──────── DATA FOR THIS TASK

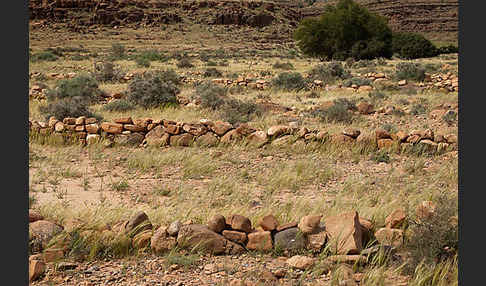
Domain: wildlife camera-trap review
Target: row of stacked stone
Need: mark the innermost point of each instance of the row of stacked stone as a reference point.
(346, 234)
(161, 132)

────────────────

### WHAT THE TASK REQUIRES
Rewrite every item with each "row of stacked stone" changed to "stacked stone row", leaving everything else the same and omitting the pictures.

### THE RESPONSE
Domain: wildlife camera-trap review
Target: stacked stone row
Need: mark the innermost point of each instance of the stacked stone row as a reference point.
(346, 234)
(161, 132)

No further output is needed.